- Written problem
Return every entry exactly.

- Provided material
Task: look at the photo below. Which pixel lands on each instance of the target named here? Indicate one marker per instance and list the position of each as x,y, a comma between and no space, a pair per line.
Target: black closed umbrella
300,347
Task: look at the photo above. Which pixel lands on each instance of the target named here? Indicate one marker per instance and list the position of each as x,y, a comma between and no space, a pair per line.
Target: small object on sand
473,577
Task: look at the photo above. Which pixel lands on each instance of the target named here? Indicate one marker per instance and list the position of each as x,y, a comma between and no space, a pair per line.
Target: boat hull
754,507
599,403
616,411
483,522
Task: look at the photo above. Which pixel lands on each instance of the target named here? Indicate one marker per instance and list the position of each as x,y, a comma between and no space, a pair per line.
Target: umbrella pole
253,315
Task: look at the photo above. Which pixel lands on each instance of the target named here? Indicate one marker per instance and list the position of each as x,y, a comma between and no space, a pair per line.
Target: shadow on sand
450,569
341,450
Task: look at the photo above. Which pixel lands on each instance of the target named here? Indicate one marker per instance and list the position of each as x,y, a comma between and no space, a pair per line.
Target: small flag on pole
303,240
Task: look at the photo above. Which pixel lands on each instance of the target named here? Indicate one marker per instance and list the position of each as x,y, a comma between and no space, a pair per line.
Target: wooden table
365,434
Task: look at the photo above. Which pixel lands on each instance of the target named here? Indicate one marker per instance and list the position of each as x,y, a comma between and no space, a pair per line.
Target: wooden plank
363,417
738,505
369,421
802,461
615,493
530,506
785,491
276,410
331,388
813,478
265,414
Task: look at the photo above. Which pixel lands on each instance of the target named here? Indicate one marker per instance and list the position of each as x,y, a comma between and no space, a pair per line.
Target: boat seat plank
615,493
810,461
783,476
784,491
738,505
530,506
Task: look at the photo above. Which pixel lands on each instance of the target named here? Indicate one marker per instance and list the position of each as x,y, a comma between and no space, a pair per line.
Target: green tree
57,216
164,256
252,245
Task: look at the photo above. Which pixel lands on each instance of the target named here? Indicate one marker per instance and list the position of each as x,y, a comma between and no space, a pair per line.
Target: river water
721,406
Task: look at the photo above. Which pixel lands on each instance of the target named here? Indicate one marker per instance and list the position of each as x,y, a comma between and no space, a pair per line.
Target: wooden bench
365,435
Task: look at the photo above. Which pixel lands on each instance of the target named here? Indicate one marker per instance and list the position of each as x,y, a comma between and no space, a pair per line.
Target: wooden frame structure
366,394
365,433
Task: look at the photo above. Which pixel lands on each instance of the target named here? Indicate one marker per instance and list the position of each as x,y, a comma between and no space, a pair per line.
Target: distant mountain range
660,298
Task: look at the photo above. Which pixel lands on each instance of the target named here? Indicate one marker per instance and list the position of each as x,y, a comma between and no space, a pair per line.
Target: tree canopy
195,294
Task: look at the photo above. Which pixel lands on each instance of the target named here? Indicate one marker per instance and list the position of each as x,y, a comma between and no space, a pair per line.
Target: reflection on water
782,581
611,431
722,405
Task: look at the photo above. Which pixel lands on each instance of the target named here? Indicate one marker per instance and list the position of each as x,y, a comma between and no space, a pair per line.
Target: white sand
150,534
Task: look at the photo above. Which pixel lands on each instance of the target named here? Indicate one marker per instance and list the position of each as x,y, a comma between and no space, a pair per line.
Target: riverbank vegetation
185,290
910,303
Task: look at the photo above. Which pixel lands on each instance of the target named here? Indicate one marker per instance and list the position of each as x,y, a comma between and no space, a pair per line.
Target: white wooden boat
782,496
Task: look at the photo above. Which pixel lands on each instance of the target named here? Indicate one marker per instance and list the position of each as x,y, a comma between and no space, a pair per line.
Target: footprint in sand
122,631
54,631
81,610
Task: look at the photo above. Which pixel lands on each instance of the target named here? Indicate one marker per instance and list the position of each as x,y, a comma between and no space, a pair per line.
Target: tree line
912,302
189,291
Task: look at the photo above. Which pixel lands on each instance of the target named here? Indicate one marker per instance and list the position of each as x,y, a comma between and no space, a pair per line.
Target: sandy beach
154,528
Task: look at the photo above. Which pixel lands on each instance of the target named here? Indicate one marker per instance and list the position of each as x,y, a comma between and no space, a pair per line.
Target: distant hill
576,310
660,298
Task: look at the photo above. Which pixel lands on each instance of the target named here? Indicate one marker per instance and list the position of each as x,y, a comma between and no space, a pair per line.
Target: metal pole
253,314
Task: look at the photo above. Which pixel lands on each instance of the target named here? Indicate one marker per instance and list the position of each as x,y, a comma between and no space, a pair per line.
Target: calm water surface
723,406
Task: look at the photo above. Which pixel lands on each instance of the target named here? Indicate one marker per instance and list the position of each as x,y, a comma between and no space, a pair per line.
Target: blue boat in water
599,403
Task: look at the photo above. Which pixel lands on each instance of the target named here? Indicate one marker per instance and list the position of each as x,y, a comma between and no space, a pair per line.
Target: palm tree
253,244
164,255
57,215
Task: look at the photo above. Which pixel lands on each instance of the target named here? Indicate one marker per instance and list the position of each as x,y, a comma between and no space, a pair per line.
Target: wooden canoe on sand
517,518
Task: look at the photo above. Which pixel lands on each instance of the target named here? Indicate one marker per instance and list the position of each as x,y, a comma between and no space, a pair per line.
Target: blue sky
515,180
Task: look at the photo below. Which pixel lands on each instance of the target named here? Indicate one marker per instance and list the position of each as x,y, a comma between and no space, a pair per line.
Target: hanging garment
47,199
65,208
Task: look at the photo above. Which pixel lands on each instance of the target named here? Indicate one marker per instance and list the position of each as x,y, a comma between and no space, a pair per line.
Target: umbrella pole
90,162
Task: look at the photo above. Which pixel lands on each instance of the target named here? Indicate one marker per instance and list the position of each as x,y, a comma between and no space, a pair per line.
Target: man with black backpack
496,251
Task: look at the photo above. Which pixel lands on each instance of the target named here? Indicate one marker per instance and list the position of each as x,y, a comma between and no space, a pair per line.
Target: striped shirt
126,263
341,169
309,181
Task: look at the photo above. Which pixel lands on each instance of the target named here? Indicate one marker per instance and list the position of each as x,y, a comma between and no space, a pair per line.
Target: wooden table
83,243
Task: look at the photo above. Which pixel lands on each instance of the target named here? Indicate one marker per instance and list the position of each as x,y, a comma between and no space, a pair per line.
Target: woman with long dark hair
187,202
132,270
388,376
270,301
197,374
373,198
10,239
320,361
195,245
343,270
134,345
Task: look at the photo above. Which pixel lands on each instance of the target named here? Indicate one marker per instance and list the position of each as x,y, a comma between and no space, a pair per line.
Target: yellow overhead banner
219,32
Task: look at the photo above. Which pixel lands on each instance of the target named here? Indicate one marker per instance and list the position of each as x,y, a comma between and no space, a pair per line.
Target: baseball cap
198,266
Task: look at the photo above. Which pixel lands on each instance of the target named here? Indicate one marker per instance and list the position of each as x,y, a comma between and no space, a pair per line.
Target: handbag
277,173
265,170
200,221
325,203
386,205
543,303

- Output of the task
Task: look at the photo below. Which pixel lands on each instance of the target named here? Indicate one marker per instance and list the position of each as x,y, a comma between and no space, a pair per line.
Target: black closed umbrella
300,347
Task: look at the photo above. Which pixel lands on each instance of the target named here? Indicate one marker per instance and list the position of each as x,y, a comma between and no space, a pair per line.
Target: small object on sand
473,577
Task: look at the photo above. Which pixel lands on each instance of the target named here? Indicate one marker per instance and list the position of each as x,y, a comma between and no space, a pair per line.
Target: boat hull
754,507
599,403
616,411
483,522
Task: look at the photo above. Which pixel lands on each instance of the target named here? Indicate one marker per instance and list the position of each as x,y, a comma between and no space, a pair per line.
Target: umbrella pole
253,315
Task: look at the photo above. Which pixel lands on each instance of the target named here? Indicate one marker per instance and list the position of each as x,y, a comma between and no space, a pair per line.
Target: shadow on sand
450,569
341,450
Task: look at the photo above. Which pixel lands on each instance of the target named here? Indicate one marker per instance and list the position of each as x,y, a comma between and no space, a pair per line.
Target: small flag on pole
303,240
Task: look at the photo above. Which pixel lands on each instance of the target named here? Indicate one marker per instance and list the position of each as x,y, a comma between and no space, a pair per line.
Target: wooden table
365,434
Task: look at the photo above. Which pixel lands on each instance of the target named here? Indicate one marker per instance and list the position of each as x,y, a comma between and no space, a pair per line.
Target: wooden plank
363,417
738,505
369,421
802,461
615,493
530,506
785,491
276,410
331,388
813,478
265,414
Task: look at the photo above. Which pixel lands on each instance of the target named here? Indicate one marker per instance and list the position of each as x,y, a comma between and no space, a pair per line.
Target: boat seat plank
615,493
810,461
783,476
784,491
738,505
530,506
Task: look at the photo above. Which pixel lands on each instance of the target named here? Indicate one marker per instance and list the position of each as x,y, a comma between and no space, a pair per line.
Target: green tree
57,216
164,256
252,245
Task: look at the photo above. Which pixel lands on each instance of the target named here? Indicate one marker per instance and list the position of each as x,y, a comma between and no space, a pair per line.
Target: river water
721,406
Task: look at the photo above. Which pixel lands on each instance of the target named here? Indicate one marker per instance and list the position of each as x,y, a comma between and no space, a pair per line.
Target: wooden bench
365,435
Task: look at the photo above. Which pixel lands on each instance of the target named here? Indicate one marker per instance and list the position of each as x,y, a comma between and no space, a pair per line.
Target: wooden frame structure
366,394
365,433
Task: look at the photo above. Which pixel lands on each instance of the target named here? Indicate one marker per instance and list the position of each as x,y, a comma between and no space, a pair per line.
Target: distant mountain range
660,298
Task: look at the photo above. Which pixel lands on each instance of the target named here? Indicate one marker per instance and list the position of each as x,y, a comma between and no space, a pair per line.
Target: tree canopy
195,294
Task: look at the photo above. Which pixel lands on each instance of the target named here? Indicate one marker per instance and list the position of each as x,y, a comma between and no space, a pair per line.
Target: reflection on water
782,581
611,431
722,405
Task: look at the photo above. Which pixel lands on each instance of the target named here? Indicate one marker per instance and list the position of each as x,y, a comma between and no space, a pair per line.
Target: white sand
150,534
Task: look at the photo above. Which pixel lands on each instance of the target named here? Indicate one marker per instance and list the position of each as x,y, a comma between and no space, a pair per line.
Target: riverbank vegetation
185,290
910,303
Task: look at the photo above. Which pixel lands on each instance of the target named here? Indicate one marker per instance and list the position of each as x,y, a comma between and no space, a pair per line.
Target: white wooden boat
782,496
Task: look at the photo above. Which pixel lands on each instance of the target named here? Indicate one marker per instance and list the position of each as x,y, a comma between and no space, a pair per line.
Target: footprint in sand
122,631
54,631
81,610
Task: look at the photo above. Which pixel lands on each instance of the target named here? Indicate one marker per instance and list the position of each as x,y, a comma between and no space, a pair per line.
Target: tree line
912,302
189,291
Task: look at the photo above. Which pixel lands on each instance of the target named here? Indicate one marker per instance and list the position of each as x,y, a comma between and no space, a pair per line.
Target: sandy beach
154,528
Task: look at the photo above. Which pixel lands on each instance of the target named here? Indicate one marker per instance and list the position of each as x,y, a comma between and no space, a pair per line.
Target: distant hill
576,310
660,298
Task: look at the photo above. Which pixel lands on each instance of the target named here? Indicate one marker per instance and list the position of each as x,y, a comma between and no space, a pair per line.
Target: metal pole
253,314
Task: look at the photo above. Which pixel lands on each instance of the target named here? Indicate one marker per instance and list the position of each as x,y, a comma between and no space, a pair per line.
Target: calm water surface
723,406
Task: look at the photo above. Which pixel lands on each instance of the target named here? Indicate one marker per instance and list the position of each as x,y, a comma between and no space, a pair per line.
Target: blue boat in water
599,403
Task: look at the photo above. Which pixel lands on each instance of the target named here? Indicate one marker per instance and list the position of each as x,y, a comma between and no space, a pair per line.
Target: palm tree
253,244
164,255
57,215
Task: look at the photo above. Which pixel lands on each instance of the target named here? Indicate one marker per instance and list the position of each as x,y, a comma between and no space, a pair per line.
Target: wooden canoe on sand
517,518
Task: look at the photo above. Which pixel lands on each instance of the target named here? Indicate one marker per instance and list the position of each as x,y, a comma between and no space, a pair per line.
Target: blue sky
515,180
Task: look at the photo below. Which pixel lands on each instance of the target named here? Indicate one marker per instance and list the position of each as x,y, a comma between and no space, a pair per line.
Target: hanging garment
47,199
65,208
Task: look at the photo above. Which pixel lands on each instance of the target named here? Indicate one marker per instance and list the position of each as x,y, a comma between and no space, a pair per line.
Target: umbrella pole
90,162
Task: look at the photo above. Which pixel lands on each instance of the target named here? Indicate one marker per instance and list the position of each as x,y, a comma between and no space, a pair per line.
Target: man with black backpack
496,251
Task: look at the photo above. Which pixel lands on each instance of the target named here? Indicate one marker per instance and list the position of each as x,y, a comma between and no space, a pair per line.
Target: striped shirt
126,263
341,169
309,181
Task: look at the photo above. Which pixel lands on each instance of the target named here? Indicate one marker per instance and list the position of each as x,y, a comma between and no space, a pair per line.
Target: wooden table
83,243
Task: look at the photo above. Which pixel lands on each instance of the target named here? Indicate one marker per instance and list the position of each as x,y, a comma between and no space, a pair per line.
Target: woman with long dark hair
187,202
132,270
388,376
270,301
197,374
373,198
10,239
320,361
195,245
343,270
134,345
Task: look at the photo above. Which pixel lands on each instance of the target named here? Indicate one marker per instance and list the position of each as x,y, a comma between and no space, a pair per line.
Target: yellow overhead banner
219,32
Task: look at the photo above. Which pixel lands on each instance of the target named here? Indicate one marker per instance and list the position of each as x,y, a comma between and no space, a pair per line.
Target: baseball cap
198,266
Task: look at the photo above. Which pixel lands on each instance of the target named here? Indicate one marker per instance and list the position of each as x,y, a comma between and no space, a pair per line.
Target: handbag
277,173
265,170
200,221
325,203
386,205
543,303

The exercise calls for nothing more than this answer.